» **DATA EXTRACTS**:
==============================

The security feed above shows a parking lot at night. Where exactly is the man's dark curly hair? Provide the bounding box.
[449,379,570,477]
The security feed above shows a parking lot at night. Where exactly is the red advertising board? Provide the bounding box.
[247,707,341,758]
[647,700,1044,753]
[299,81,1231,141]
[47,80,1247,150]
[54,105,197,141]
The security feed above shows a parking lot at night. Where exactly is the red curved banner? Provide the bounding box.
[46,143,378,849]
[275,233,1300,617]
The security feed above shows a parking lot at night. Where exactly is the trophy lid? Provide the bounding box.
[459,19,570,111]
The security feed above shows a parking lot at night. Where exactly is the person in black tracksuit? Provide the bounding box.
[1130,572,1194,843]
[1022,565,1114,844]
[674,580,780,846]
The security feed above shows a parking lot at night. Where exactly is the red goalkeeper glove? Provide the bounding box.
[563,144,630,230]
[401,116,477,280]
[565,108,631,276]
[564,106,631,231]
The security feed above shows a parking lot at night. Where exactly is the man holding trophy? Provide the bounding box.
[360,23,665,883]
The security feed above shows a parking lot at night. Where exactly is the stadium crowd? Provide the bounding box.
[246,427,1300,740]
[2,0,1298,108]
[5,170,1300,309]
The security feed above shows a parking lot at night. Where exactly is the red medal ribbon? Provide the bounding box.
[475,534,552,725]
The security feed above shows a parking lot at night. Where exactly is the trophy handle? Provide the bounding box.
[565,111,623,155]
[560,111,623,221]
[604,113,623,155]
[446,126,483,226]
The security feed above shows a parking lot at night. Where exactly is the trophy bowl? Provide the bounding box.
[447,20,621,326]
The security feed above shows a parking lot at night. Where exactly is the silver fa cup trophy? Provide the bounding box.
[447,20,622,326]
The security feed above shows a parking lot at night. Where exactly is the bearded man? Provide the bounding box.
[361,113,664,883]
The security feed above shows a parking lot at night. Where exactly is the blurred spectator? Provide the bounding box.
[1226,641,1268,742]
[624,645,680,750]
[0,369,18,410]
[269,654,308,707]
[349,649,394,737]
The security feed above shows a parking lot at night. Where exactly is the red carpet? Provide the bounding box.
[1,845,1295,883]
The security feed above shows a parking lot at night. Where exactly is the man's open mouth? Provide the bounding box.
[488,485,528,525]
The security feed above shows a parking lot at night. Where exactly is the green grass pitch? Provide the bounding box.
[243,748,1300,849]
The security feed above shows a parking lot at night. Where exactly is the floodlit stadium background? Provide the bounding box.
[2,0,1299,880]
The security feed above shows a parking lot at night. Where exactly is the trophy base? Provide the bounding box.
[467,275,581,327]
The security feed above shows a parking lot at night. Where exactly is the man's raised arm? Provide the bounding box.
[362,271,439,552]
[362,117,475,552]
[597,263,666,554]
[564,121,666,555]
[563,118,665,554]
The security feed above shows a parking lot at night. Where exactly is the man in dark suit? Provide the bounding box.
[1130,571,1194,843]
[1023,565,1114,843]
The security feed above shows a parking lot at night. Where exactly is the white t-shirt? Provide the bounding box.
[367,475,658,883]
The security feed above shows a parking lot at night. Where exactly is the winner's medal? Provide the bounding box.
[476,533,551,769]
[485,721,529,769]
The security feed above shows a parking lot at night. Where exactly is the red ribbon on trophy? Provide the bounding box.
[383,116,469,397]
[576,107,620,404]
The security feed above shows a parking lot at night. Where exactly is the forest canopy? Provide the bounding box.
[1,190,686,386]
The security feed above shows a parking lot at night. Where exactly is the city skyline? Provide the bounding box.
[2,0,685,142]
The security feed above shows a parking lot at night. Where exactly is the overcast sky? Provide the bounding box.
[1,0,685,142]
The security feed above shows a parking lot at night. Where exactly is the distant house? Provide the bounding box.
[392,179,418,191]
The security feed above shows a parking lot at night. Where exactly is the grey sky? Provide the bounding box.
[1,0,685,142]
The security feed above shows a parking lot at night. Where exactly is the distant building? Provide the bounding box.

==============================

Return the data above in full, keeping each line exactly as it stands.

The security feed above shows a parking lot at night. Where exactly is the man's dark curly hair? Provide the bounding box.
[449,379,570,477]
The security feed above shows a parking lot at night. Where exactly is the red advertising board? Provide the bounding box.
[247,707,341,758]
[647,700,1044,753]
[299,81,1231,141]
[47,80,1247,150]
[54,105,197,141]
The security feed above shows a parking lot at night. Where exactly is the red curved banner? Provide the bounding box.
[46,143,378,849]
[275,233,1300,617]
The security feed above shows a parking lot at night. Where exactly is the trophy lid? Provide the bounding box.
[459,19,570,111]
The security feed above shows a parking lot at night. Where exactly is the person in black tracksuit? Provide the bounding box.
[1130,572,1194,843]
[1022,565,1114,844]
[674,580,780,846]
The security feed above shows a parking lot at night. Where exactly is the red goalkeeper glove? Provide the bounding box.
[563,144,630,230]
[401,116,477,280]
[565,108,631,276]
[564,106,631,231]
The security feed above shows a parking lot at night. Where exactly is the man holding trophy? Provide the bounding box.
[360,23,665,883]
The security feed above shows a parking lot at night. Where exactly is the stadium crowd? Provide the bounding box.
[246,427,1300,740]
[2,0,1298,108]
[5,170,1300,309]
The security feed above shows a parking lot at night. Where exactly is the red medal ribbon? Provide the bounding box.
[475,534,552,725]
The security feed above shows a parking lot at night. Where exactly is the trophy handle? Provide the bounding box.
[565,111,623,155]
[560,111,623,221]
[604,113,623,155]
[446,126,483,226]
The security feed above shows a parking lot at night. Where exactly is the trophy bowl? Provide the bounding box.
[447,20,621,326]
The security feed above shows a parking lot at night. Where exactly is the silver fa cup trophy? Provide the bounding box.
[447,20,622,326]
The security feed above shows a parking lot at night. Where exactly is the bearded man? Provide the bounding box.
[361,113,664,883]
The security feed above shows a parking lot at night. Where exactly is the blurred spectator? Provide the bounding box.
[1226,641,1268,742]
[624,645,680,750]
[0,369,18,410]
[269,654,308,707]
[349,649,394,737]
The security feed above shows a parking lot at night. Where exactly is the red carpet? Provide the bounding box.
[1,845,1295,883]
The security feed above shows a parking lot at night. Where exactly is the man's open mouth? Provide the bounding box.
[488,485,528,525]
The security feed above shows a parking lot at night. Where exactly is the green grass pitch? Provide the bounding box.
[243,748,1300,849]
The security feed above shows a parking lot at night. Where exactly is the floodlit stadium background? Provide the bounding box.
[2,0,1299,880]
The security feed above shows a parking lot at night. Where exactly is the trophy base? Provide the bounding box.
[467,275,581,327]
The security feed above shows a parking lot at night. Where exactly is the man's raised arm? Provide the bounding box.
[362,271,439,552]
[362,117,475,552]
[597,263,666,554]
[564,121,666,555]
[563,118,665,554]
The security feed above shows a parking lot at night. Where exactly is the man in dark suit? Provide the bounding box.
[1130,571,1194,843]
[1023,565,1114,843]
The security feed above shows a parking lot at night. Where exactly is the white t-shirt? Provide the bounding box.
[367,475,658,883]
The security feed above shows a parking lot at night. Where exactly is the winner's medal? Provide the bounding box.
[476,533,551,769]
[485,721,529,769]
The security feed above shows a parking lot at night. Where exactly is the red ribbon on trophy? Provide the bounding box.
[383,116,469,397]
[576,107,620,404]
The security feed above shows a parking lot at night. Where exactly is the forest canopy? Provide the bounding box.
[1,190,686,386]
The security feed above shows a parking lot at night. Where exactly is the city skyline? Provide the bounding box.
[2,0,685,142]
The security feed above shows a parking lot at night. Where exactly is the overcast sky? Provide the bounding box.
[1,0,685,142]
The security feed above shows a parking lot at night. Where exactly is the distant house? Provide the bounding box.
[392,179,418,191]
The security feed above shows a parking lot at night. Where exactly is the grey sky? Provide the bounding box.
[1,0,685,142]
The security feed above shows a parking lot at night. Where exactly is the distant building? Provide the bounding box.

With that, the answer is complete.